>>>

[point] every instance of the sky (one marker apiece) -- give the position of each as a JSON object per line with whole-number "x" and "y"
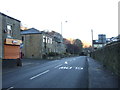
{"x": 78, "y": 17}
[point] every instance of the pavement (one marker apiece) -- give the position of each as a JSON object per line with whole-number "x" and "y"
{"x": 73, "y": 72}
{"x": 100, "y": 77}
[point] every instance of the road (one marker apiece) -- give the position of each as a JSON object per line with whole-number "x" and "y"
{"x": 64, "y": 73}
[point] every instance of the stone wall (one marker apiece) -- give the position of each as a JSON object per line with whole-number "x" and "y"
{"x": 109, "y": 56}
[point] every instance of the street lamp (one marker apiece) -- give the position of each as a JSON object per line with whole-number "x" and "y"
{"x": 92, "y": 39}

<<<

**Do this:** Write out all of the material above again, putting "sidewalk" wherever "pavement" appears and keeping everything else the same. Leave the pictures out.

**Answer to this problem:**
[point] every instance of the sky (one marker apiece) -- give the position of each as a JSON object per line with whole-number "x" and "y"
{"x": 78, "y": 17}
[point] every instance of the sidewalk (one marker apiece) -- give the position of each as a JSON object per line with whole-number "x" and "y"
{"x": 73, "y": 72}
{"x": 100, "y": 77}
[point] every instance of the road (one marker apiece) -- give the position of each as a JSON object per line with whole-number "x" and "y"
{"x": 64, "y": 73}
[point] every instance of the stone wall (one marker apiece) -- give the position of each as a JSON object per line with whole-number "x" and "y"
{"x": 109, "y": 56}
[point] every instance of the street lamp (one marker apiece) -- give the position of each as a JSON object per line with whole-number "x" and "y"
{"x": 92, "y": 39}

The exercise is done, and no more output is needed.